Boo-AI — Master Artificial Intelligence by Building from Scratch

Learning Objectives

By the end of this section, you will be able to:

Recognize when a first-order ODE can be tamed by a change of variable, even though it is neither linear nor exact.
Apply the homogeneous substitution $v = y/x$ to any ODE of the form $dy/dx = F(y/x)$ .
Linearize a Bernoulli equation $y' + P(x)y = Q(x)y^n$ via $u = y^{1-n}$ .
Handle equations of the form $dy/dx = f(ax + by + c)$ with the linear shift $v = ax + by + c$ .
Verify the algebra numerically using Python and PyTorch's autograd.
Connect these substitutions to real-world models: population growth, fluid drag, mixing, and beyond.

The Big Idea: Why Substitute?

"We do not solve hard problems. We trade them for easy ones."

In Sections 21.1 and 21.2 you mastered two structurally easy equations: linear and exact. The integrating factor handled the first, the potential function the second. But the wild ODE you meet in a physics lab rarely walks in already wearing one of those costumes. Consider three real specimens:

Not linear

dy/dx = (x² + y²) / (x y)

Not exact

dy/dx = r y (1 − y/K)

Not separable

dy/dx = (x + y + 1)²

Each of these resists every technique you know. And yet — with the right change of variable, all three collapse into separable or linear equations you can solve in your sleep.

The substitution mindset

Substitution is the universal escape hatch. Whenever a first-order ODE doesn't fit any standard mould, ask: is there a single quantity inside this equation that, if I gave it its own name, everything would simplify around? That quantity is your $v$ (or $u$ ), and naming it is half the battle.

The three patterns below come up so often that they have dedicated names. In every case the recipe is the same four-step dance:

Diagnose the structure on the right side.
Introduce a new variable that captures that structure.
Rewrite the ODE in the new variable — it will be separable or linear.

RECORDS PROVIDED -

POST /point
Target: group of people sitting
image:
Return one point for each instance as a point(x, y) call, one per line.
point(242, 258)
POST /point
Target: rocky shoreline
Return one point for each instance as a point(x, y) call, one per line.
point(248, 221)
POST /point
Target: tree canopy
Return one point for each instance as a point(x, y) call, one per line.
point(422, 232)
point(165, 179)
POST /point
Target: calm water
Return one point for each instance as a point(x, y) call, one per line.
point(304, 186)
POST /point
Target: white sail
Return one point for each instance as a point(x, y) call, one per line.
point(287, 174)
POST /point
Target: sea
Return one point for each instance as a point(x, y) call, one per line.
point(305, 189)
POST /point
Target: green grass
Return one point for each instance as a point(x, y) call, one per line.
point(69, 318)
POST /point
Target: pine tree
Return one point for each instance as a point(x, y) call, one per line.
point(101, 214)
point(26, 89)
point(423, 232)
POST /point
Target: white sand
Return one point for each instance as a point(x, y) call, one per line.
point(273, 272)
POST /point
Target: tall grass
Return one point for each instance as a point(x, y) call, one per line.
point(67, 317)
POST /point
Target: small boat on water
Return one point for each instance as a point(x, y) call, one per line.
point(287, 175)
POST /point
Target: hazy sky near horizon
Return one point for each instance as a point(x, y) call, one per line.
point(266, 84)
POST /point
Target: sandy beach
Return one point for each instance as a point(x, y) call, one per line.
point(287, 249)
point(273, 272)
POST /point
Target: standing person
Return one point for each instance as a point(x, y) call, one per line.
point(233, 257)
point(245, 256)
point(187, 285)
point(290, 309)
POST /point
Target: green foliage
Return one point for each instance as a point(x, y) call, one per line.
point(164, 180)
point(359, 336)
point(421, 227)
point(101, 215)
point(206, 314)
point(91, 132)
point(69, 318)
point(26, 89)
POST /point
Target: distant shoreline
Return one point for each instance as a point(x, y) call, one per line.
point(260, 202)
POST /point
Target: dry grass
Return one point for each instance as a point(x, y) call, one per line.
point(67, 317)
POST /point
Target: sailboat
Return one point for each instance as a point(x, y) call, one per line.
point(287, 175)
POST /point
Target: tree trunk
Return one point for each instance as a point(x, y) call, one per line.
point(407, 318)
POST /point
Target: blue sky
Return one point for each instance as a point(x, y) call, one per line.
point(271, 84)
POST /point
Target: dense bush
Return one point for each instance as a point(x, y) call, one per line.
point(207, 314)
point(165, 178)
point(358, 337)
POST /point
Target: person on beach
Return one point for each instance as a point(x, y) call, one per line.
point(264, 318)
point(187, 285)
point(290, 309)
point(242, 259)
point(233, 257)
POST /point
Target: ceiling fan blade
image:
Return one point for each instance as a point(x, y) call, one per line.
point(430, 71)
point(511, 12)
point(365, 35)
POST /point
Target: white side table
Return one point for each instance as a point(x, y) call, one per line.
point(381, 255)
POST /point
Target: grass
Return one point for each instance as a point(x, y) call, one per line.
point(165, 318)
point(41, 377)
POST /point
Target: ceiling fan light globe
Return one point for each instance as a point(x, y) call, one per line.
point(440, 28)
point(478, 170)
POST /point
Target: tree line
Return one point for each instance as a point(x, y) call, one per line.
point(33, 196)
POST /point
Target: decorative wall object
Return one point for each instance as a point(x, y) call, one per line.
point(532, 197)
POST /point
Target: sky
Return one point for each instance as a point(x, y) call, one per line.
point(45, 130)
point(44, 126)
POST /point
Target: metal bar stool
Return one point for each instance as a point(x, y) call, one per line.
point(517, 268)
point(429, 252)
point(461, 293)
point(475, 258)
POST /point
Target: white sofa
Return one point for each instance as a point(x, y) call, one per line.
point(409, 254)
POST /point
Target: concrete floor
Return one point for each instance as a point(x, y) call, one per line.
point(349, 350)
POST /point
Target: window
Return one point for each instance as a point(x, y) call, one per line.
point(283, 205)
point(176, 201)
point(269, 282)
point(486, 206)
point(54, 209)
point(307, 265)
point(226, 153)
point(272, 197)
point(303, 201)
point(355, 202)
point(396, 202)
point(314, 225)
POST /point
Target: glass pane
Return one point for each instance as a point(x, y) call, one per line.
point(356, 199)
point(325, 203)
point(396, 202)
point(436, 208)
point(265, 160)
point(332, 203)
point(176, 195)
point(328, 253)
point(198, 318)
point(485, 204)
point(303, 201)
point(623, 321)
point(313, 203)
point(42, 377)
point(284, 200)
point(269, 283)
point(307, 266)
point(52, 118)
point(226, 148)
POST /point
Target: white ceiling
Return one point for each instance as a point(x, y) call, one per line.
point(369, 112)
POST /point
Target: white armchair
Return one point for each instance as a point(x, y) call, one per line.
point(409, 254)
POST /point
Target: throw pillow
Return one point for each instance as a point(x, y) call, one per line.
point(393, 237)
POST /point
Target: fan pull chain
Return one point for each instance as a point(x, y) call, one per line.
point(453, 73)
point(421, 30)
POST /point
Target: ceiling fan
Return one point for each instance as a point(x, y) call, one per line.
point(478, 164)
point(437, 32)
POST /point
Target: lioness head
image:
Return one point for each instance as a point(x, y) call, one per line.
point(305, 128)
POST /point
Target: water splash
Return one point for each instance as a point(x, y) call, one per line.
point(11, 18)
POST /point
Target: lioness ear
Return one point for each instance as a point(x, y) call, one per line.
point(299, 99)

WHAT TO WORK ON - Copy verbatim the stretch of the lesson on substitution methods above, from "Not separable" through "half the battle.".

SOLUTION BELOW -
Not separable

dy/dx = (x + y + 1)²

Each of these resists every technique you know. And yet — with the right change of variable, all three collapse into separable or linear equations you can solve in your sleep.

The substitution mindset

Substitution is the universal escape hatch. Whenever a first-order ODE doesn't fit any standard mould, ask: is there a single quantity inside this equation that, if I gave it its own name, everything would simplify around? That quantity is your $v$ (or $u$ ), and naming it is half the battle.